Instructions to follow >>
Work out how many lines of the data hold the string "woman", and reply with that number alone.

--------------------------------------------------

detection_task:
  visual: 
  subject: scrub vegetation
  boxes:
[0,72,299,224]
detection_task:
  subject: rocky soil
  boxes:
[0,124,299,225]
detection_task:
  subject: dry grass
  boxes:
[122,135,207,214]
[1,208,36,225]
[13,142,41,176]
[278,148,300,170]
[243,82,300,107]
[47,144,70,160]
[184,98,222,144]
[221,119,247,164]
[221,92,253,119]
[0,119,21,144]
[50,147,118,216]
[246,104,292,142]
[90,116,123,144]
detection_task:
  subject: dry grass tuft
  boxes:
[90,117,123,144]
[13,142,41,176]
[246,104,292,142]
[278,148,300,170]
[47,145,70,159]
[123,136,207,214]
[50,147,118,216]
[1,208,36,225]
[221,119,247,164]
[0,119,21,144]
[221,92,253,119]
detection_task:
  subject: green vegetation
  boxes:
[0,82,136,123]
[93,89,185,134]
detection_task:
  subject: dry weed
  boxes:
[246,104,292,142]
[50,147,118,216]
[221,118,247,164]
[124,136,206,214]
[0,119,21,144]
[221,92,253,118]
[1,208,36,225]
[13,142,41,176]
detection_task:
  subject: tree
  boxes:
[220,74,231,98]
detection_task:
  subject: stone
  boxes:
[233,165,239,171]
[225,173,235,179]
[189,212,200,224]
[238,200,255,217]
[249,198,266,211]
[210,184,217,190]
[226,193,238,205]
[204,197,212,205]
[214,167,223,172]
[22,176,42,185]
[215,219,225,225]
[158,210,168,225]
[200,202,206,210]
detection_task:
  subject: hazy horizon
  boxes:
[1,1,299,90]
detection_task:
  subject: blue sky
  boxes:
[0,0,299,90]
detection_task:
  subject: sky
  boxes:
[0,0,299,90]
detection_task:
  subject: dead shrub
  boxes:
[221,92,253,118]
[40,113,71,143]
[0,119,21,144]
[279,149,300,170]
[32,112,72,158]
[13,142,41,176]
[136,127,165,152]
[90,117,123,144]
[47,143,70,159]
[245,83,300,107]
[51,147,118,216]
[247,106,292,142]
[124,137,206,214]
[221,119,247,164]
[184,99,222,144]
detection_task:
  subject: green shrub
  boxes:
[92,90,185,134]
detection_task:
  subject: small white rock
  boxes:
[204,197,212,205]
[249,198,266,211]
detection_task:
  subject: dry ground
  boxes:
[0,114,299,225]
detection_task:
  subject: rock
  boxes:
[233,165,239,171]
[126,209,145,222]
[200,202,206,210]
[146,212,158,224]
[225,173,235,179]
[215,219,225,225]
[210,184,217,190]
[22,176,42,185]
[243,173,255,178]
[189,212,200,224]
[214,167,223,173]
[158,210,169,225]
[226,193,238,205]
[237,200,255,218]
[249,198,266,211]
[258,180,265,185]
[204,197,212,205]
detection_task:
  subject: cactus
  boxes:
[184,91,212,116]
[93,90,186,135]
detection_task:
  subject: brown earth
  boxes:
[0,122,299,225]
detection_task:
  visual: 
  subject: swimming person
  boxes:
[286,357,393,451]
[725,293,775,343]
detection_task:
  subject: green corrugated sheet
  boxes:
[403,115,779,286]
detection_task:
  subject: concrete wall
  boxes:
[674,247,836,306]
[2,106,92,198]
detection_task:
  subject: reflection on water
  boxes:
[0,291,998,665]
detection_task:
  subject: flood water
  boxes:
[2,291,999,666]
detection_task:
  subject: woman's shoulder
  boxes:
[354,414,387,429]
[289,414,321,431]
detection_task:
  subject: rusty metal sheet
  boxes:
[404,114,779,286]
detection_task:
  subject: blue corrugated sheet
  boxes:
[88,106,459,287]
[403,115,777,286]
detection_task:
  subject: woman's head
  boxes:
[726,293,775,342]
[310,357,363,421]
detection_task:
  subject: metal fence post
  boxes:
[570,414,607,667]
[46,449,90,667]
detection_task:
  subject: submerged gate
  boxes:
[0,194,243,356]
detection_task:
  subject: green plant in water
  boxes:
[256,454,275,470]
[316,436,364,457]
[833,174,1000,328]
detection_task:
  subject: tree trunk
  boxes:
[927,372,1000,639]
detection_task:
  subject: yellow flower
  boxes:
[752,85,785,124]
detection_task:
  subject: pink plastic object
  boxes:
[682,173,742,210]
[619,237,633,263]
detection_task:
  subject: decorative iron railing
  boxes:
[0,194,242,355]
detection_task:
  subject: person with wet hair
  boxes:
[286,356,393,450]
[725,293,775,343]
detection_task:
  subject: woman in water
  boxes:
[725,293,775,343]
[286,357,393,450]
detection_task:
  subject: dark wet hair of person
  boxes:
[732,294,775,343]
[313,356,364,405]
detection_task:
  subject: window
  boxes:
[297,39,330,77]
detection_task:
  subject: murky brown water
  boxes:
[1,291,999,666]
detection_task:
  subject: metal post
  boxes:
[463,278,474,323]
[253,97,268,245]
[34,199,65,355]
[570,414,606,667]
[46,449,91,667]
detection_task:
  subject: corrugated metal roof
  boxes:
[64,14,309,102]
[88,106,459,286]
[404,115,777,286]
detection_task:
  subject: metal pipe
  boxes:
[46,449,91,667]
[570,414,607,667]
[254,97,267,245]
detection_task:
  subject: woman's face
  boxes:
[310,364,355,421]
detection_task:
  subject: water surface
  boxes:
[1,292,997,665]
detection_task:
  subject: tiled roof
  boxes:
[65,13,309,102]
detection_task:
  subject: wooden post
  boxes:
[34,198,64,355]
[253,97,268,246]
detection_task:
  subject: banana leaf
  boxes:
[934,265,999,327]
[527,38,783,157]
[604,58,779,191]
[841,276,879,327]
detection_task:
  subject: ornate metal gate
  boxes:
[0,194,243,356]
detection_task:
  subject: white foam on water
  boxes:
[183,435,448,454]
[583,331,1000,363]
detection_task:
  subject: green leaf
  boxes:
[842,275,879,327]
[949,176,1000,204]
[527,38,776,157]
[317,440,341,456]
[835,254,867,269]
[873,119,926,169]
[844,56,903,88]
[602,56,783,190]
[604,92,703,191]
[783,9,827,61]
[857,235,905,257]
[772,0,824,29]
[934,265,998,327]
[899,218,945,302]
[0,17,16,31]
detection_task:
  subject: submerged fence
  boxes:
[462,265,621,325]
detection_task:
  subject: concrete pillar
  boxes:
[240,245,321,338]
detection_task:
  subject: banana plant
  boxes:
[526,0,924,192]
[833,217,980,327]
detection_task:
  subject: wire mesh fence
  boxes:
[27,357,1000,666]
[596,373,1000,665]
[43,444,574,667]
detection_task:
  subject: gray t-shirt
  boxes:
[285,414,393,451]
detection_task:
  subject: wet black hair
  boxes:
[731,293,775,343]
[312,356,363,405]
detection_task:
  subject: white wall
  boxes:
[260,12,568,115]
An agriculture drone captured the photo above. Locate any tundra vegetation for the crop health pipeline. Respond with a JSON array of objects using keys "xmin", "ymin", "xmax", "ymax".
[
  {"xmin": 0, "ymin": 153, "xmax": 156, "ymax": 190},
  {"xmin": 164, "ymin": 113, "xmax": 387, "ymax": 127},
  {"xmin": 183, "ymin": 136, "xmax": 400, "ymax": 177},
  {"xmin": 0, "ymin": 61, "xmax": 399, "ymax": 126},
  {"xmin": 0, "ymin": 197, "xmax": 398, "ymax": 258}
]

--------------------------------------------------

Answer section >>
4